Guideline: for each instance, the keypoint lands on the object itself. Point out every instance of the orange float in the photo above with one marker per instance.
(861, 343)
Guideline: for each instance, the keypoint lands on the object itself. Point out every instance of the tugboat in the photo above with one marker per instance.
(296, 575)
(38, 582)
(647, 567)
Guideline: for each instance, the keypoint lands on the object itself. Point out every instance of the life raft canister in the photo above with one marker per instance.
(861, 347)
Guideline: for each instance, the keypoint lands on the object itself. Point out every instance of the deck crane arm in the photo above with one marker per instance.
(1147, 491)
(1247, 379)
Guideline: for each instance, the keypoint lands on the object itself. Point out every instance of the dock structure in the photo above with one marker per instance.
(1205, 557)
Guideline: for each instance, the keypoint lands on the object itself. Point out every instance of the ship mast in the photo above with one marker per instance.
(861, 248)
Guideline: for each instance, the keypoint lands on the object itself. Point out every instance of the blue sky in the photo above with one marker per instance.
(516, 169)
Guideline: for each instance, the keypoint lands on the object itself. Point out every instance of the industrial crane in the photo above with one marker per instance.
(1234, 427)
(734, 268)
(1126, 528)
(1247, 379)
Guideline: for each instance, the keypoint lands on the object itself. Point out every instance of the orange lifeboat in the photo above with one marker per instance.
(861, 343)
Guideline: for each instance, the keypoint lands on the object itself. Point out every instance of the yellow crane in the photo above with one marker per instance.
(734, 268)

● ● ● ● ●

• **GIVEN REQUEST**:
Express the material above as a Markdown table with two columns, No. and Line, numbering each row in sequence and omitting any blank lines.

• **FINAL RESULT**:
| No. | Line |
|---|---|
| 1 | Guideline: for each instance, the keypoint lands on the object itself. Point out every instance of the orange float in the photo above with one marker per instance. |
| 2 | (861, 343) |
| 3 | Guideline: for each instance, the keypoint lands on the object itself. Point out every instance of the tugboat in the photo above with one marker per instance. |
| 4 | (296, 575) |
| 5 | (38, 582) |
| 6 | (647, 567) |
| 7 | Guideline: for each instance, the keypoint lands on the object itself. Point out every instance of the life raft canister in the photo above with one marker per instance. |
| 8 | (861, 347) |
| 9 | Guideline: for each instance, the keypoint lands on the object itself. Point out every instance of the deck crane arm in the photo above with one marker per instance. |
| 10 | (1147, 491) |
| 11 | (1247, 379) |
| 12 | Guideline: for each instance, the keypoint lands on the object itself. Point out every instance of the dock structure in the photo above with one marker per instance. |
| 13 | (1205, 557) |
| 14 | Guideline: for each instance, the keypoint lands on the object itself. Point out every instance of the ship mast in the photo above with one marker per instance. |
| 15 | (861, 248) |
| 16 | Guideline: for each instance, the keypoint lands on the object itself. Point out every instance of the blue sky in the photo above with one marker per instance. |
| 17 | (516, 169) |
| 18 | Guideline: for each instance, the keypoint lands on the object itself. Point out every instance of the industrial crane in the photo above with one marker per instance. |
| 19 | (1234, 427) |
| 20 | (734, 268) |
| 21 | (1126, 528) |
| 22 | (1247, 379) |
| 23 | Guideline: for each instance, the keypoint lands on the object itself. Point out every instance of the orange lifeboat in the photo above with one marker per instance. |
| 24 | (861, 343) |
| 25 | Guideline: for each instance, the keypoint lands on the object itself. Point out every instance of the yellow crane in the photo above with one marker per instance. |
| 26 | (734, 268) |